===== Rows =====

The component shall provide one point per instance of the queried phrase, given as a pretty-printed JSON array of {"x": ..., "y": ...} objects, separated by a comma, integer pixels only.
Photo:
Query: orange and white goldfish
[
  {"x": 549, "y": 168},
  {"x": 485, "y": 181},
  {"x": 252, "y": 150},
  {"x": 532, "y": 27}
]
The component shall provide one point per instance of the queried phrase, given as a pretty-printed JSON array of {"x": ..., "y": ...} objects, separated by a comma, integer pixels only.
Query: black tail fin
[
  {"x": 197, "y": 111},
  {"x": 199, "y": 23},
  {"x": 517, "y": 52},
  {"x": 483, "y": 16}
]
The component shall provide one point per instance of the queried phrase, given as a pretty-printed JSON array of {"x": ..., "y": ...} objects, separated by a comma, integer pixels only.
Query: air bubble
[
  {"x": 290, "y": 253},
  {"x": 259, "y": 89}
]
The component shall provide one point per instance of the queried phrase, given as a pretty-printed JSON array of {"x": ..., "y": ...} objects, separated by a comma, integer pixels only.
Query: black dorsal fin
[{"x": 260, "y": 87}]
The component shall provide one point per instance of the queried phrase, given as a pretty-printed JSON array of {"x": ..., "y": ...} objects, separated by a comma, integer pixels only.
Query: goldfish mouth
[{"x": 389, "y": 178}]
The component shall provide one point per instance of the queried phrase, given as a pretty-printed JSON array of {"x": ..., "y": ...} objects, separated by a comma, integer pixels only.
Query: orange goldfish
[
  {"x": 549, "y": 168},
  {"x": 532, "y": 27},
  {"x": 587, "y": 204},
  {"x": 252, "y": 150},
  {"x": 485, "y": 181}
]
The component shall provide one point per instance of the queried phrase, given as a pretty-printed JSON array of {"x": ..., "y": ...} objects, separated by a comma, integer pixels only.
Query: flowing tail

=====

# Short exercise:
Each line of the material above must be retyped precisely.

# Reply:
The component shall provide one point per instance of the queried phrase, given as a pretty-printed JSON array of {"x": ..., "y": ...} objects, separated by a comma, integer pixels only.
Photo:
Query: orange and white goldfish
[
  {"x": 549, "y": 168},
  {"x": 485, "y": 181},
  {"x": 252, "y": 150},
  {"x": 532, "y": 27}
]
The component shall provide one point per instance of the queried phrase, given as a pretty-printed JSON array of {"x": ..., "y": ...} objects, separated by a comma, integer pixels only.
Query: black tail fin
[
  {"x": 197, "y": 111},
  {"x": 199, "y": 23},
  {"x": 517, "y": 52},
  {"x": 483, "y": 16}
]
The component shall provide one point per instance of the queried phrase, given as a pretty-printed JSON array of {"x": ..., "y": ...} objects, separated by a comma, integer pixels only.
Query: air bubble
[
  {"x": 290, "y": 253},
  {"x": 259, "y": 89}
]
The component shall provide one point per instance of the queried phrase, given as a pretty-printed JSON array of {"x": ..., "y": ...} objects, separated by a comma, integer pixels only.
Query: black dorsal fin
[{"x": 260, "y": 87}]
The component shall provide one point per instance of the queried phrase, given as a pretty-printed JSON array of {"x": ..., "y": ...} objects, separated by a comma, integer pixels only.
Query: goldfish mouth
[{"x": 389, "y": 178}]
The component shall provide one point per instance of the queried phrase, given as a pretty-printed JSON array of {"x": ..., "y": ...} objects, separated by a comma, integer pixels only.
Query: orange goldfish
[
  {"x": 549, "y": 168},
  {"x": 532, "y": 27},
  {"x": 587, "y": 204},
  {"x": 252, "y": 150},
  {"x": 485, "y": 181}
]
The component shall provide one point per instance of the queried phrase, given as a pretty-printed JSON array of {"x": ..., "y": ...} objects, separated by a comma, integer pixels only.
Query: flowing tail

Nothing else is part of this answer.